RECORDS SHOWN:
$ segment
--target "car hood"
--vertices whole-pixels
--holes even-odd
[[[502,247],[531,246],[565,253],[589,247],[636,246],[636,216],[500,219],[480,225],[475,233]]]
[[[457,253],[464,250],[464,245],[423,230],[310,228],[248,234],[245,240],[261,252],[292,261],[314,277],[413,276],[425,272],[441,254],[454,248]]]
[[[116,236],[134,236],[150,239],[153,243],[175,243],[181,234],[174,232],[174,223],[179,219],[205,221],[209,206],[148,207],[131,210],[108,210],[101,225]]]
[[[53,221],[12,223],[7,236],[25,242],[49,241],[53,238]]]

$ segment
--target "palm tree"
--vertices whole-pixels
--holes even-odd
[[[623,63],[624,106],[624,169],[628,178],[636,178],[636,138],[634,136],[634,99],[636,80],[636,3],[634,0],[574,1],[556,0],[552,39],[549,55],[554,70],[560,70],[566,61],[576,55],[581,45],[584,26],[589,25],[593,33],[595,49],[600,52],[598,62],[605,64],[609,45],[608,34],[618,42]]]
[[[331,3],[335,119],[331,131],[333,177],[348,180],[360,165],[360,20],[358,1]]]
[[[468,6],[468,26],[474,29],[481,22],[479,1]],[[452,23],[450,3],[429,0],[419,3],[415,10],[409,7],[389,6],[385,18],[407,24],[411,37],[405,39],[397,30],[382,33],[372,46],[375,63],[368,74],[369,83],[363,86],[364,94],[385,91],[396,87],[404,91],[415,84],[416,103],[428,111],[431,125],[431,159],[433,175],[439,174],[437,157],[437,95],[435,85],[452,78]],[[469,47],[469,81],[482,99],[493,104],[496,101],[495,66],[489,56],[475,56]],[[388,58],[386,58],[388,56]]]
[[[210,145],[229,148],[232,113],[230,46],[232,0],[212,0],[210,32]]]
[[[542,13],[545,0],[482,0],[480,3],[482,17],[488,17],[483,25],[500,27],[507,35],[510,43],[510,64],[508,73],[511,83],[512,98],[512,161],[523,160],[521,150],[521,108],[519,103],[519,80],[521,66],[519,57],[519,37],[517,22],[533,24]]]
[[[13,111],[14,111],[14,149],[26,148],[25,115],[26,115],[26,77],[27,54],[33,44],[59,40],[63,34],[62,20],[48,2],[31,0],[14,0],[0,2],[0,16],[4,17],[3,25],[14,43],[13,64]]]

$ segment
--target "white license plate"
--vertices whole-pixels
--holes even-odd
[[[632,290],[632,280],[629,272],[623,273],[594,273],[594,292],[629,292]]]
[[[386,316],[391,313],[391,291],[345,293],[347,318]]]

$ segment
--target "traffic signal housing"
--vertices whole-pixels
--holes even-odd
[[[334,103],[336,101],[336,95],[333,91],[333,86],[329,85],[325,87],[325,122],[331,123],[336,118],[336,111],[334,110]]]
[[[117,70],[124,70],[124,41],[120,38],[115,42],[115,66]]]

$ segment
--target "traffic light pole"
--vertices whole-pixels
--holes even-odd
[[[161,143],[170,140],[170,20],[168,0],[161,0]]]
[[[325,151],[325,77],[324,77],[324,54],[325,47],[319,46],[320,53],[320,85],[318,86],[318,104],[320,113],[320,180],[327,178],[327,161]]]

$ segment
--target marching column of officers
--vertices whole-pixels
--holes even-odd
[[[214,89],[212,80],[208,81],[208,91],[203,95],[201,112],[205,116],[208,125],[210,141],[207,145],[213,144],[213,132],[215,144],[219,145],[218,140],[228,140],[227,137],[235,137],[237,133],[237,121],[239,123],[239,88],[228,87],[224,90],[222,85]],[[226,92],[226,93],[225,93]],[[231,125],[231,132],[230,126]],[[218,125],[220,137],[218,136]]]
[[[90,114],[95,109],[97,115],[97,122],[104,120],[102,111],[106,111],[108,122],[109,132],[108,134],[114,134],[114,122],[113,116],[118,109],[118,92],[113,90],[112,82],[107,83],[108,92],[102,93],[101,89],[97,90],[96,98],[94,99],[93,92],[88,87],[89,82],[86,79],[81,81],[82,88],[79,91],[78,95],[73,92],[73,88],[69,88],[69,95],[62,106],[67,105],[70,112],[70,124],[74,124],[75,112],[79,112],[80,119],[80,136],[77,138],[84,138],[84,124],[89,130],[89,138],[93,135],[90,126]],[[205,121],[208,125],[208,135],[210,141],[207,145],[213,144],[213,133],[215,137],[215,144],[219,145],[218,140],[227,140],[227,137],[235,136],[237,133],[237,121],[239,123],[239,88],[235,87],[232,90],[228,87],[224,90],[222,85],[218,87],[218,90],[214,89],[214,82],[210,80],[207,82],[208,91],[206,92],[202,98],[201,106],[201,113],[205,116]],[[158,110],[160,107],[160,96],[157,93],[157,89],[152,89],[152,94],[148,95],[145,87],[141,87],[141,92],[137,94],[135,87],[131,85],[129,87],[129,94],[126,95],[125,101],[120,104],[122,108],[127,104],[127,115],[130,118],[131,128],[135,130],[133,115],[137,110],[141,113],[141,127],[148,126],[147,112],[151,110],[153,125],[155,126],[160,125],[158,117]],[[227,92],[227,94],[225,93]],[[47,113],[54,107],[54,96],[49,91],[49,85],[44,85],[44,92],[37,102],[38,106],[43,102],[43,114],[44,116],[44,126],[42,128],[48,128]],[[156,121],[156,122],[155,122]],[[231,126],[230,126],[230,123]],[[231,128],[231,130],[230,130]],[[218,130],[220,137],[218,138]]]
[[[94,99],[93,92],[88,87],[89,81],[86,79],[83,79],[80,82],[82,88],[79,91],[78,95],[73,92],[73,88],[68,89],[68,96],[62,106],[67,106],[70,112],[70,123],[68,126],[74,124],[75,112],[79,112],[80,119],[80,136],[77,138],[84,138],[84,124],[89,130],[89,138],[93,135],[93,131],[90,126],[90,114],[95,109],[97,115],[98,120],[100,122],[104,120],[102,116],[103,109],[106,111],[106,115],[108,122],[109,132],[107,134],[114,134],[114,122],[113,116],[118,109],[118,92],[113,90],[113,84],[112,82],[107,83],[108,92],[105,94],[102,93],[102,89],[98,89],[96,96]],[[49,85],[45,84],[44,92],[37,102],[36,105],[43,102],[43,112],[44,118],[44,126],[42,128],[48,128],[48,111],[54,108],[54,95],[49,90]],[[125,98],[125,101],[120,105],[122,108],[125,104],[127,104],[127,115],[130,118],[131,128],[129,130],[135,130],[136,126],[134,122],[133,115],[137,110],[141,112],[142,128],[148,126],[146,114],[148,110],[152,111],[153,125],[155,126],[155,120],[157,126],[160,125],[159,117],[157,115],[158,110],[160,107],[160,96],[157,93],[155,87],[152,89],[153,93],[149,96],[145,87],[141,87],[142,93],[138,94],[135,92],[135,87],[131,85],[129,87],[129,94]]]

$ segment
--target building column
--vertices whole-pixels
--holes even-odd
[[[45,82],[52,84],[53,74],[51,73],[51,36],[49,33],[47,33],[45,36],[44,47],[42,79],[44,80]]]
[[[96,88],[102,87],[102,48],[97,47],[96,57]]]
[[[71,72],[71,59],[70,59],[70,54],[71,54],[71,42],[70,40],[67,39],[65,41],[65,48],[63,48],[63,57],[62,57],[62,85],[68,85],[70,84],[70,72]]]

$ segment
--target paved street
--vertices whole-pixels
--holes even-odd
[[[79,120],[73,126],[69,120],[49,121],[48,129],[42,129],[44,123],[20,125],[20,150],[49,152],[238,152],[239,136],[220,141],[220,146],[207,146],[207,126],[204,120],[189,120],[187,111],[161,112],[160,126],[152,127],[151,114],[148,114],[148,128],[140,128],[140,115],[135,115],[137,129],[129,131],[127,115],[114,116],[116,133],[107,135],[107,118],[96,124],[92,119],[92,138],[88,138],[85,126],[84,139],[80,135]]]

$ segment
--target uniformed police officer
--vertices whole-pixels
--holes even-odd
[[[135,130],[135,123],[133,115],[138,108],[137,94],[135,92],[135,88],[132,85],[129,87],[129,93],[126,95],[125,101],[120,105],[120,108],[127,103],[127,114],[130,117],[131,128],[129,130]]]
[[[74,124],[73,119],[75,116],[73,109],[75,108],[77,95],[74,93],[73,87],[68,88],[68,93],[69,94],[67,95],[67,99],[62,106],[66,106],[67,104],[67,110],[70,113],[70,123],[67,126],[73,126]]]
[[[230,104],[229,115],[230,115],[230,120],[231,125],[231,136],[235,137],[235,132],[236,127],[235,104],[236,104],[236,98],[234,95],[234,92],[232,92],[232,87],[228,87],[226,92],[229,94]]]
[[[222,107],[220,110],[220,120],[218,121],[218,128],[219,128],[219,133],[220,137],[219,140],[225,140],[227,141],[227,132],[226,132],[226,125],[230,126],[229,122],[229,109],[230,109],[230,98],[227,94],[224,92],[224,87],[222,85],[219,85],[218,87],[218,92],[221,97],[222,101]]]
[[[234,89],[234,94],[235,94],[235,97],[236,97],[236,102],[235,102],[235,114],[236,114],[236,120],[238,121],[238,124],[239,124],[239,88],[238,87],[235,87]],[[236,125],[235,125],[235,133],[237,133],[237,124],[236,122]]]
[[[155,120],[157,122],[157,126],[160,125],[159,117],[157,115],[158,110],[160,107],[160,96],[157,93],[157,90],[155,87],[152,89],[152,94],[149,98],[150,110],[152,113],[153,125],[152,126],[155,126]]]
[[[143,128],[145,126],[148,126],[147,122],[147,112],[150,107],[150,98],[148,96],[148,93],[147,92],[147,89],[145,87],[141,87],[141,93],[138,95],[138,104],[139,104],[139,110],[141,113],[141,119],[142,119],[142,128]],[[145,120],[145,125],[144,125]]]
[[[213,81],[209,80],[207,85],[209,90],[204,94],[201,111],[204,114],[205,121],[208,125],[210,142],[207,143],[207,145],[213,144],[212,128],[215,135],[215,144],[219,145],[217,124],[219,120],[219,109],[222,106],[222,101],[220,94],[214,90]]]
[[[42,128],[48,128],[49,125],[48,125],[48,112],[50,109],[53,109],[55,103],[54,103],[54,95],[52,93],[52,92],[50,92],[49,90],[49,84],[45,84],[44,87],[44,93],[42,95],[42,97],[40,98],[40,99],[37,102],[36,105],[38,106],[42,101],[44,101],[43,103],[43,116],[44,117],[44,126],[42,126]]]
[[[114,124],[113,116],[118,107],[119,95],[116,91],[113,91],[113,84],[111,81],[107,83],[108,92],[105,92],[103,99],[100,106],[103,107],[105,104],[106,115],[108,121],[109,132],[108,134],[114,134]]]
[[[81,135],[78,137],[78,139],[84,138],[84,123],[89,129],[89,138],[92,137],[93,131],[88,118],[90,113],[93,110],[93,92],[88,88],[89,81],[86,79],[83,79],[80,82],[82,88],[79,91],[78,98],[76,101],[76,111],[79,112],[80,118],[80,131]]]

==

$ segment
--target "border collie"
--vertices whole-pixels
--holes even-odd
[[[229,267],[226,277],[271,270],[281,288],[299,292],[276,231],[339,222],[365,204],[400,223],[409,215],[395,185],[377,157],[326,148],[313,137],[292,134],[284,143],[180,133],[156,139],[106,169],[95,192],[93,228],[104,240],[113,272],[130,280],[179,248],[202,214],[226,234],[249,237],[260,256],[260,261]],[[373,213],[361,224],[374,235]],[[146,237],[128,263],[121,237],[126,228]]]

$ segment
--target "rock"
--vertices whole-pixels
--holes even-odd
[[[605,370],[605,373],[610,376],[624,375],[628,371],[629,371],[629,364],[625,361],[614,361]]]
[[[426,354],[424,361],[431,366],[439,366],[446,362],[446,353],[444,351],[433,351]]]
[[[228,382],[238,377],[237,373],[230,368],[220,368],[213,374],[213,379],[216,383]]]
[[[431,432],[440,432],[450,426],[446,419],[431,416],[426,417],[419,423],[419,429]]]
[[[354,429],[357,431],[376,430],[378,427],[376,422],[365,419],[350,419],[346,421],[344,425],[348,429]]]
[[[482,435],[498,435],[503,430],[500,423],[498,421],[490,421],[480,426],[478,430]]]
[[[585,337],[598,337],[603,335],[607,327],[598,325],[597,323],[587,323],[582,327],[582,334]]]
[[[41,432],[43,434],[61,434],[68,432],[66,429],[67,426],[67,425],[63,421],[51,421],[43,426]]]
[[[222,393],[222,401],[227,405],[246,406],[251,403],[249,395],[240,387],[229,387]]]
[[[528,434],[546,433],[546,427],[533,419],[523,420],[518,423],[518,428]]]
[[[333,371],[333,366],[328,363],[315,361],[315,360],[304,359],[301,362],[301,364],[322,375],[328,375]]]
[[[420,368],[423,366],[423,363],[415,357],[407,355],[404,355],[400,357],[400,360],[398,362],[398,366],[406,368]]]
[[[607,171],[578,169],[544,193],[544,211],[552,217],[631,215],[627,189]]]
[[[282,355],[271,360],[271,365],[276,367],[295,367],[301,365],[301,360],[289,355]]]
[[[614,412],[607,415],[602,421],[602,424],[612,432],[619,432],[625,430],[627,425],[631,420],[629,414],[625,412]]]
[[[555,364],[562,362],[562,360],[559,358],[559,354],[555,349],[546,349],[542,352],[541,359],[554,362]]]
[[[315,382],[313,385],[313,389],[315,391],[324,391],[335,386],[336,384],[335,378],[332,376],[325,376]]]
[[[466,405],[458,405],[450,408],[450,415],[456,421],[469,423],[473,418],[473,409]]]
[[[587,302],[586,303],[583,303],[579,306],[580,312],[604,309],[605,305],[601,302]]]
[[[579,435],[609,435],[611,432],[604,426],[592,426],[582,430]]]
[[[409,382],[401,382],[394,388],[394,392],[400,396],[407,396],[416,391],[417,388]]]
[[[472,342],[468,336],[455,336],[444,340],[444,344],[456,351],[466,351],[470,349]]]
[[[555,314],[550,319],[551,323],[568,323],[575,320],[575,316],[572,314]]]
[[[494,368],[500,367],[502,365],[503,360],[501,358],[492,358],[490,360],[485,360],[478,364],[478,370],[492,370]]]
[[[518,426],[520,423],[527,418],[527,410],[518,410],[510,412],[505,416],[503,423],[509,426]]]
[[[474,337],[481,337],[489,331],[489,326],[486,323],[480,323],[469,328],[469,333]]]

TASK DIRECTIONS:
Find every line above that contains the word "target" with its case matching, and copy each of those lines.

TASK ANSWER:
--target "car hood"
--target "palm tree"
--target "white license plate"
--target "traffic signal housing"
--target "traffic light pole"
--target marching column of officers
--target building column
--target paved street
--target uniformed police officer
--target "border collie"
--target "rock"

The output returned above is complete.